▸ Task data

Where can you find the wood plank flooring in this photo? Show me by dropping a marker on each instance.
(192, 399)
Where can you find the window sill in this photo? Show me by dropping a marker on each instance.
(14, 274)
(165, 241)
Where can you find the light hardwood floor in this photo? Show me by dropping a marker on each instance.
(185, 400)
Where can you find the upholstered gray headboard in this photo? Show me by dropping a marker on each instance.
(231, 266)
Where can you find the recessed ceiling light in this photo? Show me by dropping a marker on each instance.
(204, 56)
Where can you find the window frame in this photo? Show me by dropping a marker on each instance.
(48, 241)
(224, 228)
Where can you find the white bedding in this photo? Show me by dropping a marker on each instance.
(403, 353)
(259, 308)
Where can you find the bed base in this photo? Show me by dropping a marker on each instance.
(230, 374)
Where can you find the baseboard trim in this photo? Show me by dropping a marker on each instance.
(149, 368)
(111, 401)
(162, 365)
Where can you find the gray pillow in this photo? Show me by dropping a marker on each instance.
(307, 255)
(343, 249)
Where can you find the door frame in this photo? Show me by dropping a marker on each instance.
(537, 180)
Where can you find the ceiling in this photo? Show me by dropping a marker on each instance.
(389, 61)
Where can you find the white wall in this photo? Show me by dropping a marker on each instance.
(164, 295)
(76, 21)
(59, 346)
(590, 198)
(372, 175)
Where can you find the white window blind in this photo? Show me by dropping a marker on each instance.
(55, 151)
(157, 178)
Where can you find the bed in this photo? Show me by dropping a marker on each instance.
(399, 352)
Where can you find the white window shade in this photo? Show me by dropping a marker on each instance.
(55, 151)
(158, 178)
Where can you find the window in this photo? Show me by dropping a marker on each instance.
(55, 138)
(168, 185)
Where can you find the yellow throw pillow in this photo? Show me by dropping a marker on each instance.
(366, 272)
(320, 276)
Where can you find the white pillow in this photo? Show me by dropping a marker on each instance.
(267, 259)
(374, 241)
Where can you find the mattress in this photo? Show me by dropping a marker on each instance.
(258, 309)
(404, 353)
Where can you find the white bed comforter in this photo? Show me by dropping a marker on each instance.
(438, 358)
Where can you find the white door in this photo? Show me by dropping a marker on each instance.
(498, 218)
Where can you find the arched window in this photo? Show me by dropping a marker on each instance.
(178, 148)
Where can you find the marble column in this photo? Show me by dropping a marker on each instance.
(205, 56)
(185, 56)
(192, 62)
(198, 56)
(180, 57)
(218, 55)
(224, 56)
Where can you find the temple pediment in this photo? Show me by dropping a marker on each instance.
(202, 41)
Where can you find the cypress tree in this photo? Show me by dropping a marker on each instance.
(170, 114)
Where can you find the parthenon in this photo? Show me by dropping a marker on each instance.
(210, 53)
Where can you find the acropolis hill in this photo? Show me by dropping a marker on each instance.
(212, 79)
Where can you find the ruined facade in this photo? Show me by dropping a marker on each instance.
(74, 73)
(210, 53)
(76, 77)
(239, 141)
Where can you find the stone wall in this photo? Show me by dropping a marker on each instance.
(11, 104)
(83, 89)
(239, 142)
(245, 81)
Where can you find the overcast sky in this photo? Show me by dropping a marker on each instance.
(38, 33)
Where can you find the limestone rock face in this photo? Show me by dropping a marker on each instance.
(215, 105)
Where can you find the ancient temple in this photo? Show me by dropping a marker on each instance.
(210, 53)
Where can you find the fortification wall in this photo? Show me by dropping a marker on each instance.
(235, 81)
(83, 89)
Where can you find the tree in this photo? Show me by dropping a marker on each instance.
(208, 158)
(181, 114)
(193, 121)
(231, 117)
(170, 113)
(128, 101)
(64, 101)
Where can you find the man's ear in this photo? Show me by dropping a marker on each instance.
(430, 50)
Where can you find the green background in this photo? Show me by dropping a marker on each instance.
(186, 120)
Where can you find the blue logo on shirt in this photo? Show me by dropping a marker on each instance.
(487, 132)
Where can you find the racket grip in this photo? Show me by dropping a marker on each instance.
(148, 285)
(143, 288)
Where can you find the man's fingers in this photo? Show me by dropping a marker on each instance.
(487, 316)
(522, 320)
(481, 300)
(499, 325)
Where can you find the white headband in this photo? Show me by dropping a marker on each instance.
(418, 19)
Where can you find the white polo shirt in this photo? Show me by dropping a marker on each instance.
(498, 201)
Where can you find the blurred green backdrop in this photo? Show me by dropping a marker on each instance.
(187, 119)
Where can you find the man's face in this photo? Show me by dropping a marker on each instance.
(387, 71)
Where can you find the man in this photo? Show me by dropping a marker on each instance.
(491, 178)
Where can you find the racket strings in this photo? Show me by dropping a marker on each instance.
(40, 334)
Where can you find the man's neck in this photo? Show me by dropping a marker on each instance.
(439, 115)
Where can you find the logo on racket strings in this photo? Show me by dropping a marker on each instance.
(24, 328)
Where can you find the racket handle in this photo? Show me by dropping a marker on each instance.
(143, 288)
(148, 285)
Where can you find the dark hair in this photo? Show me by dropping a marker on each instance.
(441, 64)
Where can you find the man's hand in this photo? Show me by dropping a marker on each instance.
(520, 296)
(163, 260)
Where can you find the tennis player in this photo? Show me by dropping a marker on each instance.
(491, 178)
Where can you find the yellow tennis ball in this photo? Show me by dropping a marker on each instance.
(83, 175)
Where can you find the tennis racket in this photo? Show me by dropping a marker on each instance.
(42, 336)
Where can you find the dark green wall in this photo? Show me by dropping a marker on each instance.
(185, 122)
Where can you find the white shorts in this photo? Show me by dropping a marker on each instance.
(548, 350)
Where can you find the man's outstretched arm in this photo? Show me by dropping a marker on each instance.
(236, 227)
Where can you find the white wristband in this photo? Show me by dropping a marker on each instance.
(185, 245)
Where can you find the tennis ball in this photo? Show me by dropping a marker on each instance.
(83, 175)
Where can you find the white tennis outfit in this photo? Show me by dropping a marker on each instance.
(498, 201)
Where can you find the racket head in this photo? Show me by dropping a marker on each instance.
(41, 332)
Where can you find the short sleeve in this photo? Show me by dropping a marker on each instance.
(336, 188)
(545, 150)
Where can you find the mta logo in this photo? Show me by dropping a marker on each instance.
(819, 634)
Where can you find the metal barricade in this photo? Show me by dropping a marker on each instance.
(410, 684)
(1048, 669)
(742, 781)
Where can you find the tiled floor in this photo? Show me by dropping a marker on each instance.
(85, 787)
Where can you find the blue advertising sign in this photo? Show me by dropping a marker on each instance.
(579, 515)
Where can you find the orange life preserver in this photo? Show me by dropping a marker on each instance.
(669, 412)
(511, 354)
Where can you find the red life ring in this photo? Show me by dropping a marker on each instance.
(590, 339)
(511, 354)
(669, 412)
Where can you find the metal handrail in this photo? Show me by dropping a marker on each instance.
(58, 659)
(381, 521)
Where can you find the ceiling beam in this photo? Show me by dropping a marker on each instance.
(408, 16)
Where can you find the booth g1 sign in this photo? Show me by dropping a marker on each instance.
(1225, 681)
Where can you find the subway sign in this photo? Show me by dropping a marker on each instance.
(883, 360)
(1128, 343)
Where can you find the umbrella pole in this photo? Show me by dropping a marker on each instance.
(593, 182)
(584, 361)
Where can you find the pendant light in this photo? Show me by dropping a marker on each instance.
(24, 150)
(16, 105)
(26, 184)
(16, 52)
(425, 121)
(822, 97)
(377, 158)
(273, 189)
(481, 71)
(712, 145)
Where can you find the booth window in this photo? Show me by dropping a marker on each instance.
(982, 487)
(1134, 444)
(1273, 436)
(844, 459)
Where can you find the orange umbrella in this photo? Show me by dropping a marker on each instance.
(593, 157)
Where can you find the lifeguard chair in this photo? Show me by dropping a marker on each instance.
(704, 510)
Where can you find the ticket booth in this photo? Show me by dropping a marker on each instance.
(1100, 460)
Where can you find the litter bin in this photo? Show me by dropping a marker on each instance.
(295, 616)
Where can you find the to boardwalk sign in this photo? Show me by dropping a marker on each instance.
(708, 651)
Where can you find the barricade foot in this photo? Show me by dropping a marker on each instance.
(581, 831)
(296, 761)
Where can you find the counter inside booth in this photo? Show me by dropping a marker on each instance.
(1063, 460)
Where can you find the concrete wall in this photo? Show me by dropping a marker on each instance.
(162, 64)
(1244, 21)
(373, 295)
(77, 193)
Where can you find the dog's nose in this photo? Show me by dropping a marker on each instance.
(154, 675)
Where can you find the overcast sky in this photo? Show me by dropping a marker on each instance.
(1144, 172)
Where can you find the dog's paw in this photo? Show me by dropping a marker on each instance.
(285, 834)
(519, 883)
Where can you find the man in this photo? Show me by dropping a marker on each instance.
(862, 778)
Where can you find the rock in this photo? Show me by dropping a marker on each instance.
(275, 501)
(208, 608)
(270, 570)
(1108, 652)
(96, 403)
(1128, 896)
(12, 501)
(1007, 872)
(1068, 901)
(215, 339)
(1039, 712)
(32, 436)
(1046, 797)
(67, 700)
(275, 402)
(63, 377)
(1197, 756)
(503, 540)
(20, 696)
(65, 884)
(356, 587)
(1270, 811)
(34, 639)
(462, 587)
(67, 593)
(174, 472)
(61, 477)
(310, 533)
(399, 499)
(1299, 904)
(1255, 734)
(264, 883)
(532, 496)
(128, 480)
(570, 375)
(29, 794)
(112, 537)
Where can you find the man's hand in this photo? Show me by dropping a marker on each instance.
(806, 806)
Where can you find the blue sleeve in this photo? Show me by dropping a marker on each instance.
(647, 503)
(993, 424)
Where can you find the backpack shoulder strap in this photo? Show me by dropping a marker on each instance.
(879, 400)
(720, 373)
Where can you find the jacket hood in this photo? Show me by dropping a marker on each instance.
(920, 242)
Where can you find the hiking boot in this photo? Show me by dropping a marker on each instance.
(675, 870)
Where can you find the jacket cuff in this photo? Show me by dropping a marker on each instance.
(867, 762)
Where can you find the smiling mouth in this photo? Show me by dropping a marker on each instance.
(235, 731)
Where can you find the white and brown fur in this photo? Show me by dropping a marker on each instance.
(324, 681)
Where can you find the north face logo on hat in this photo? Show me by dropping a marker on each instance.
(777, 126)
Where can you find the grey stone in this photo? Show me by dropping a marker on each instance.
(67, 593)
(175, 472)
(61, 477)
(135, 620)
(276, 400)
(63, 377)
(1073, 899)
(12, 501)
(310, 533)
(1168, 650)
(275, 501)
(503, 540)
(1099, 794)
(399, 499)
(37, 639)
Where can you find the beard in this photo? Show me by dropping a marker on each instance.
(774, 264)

▸ Aim of the task
Copy exactly the lines running from the one that holds "Where can you find the grey" to the last line of the listing above. Include both of those lines.

▸ Result for this task
Where can you find the grey stone in this photo? Show me by dropping a marker on each instance.
(67, 593)
(175, 472)
(61, 477)
(135, 620)
(276, 400)
(63, 377)
(1073, 899)
(12, 501)
(310, 533)
(1168, 650)
(275, 501)
(503, 540)
(1099, 794)
(399, 499)
(37, 639)
Where can you find the beard in this photo? Show me by dropping a marker on each instance.
(774, 264)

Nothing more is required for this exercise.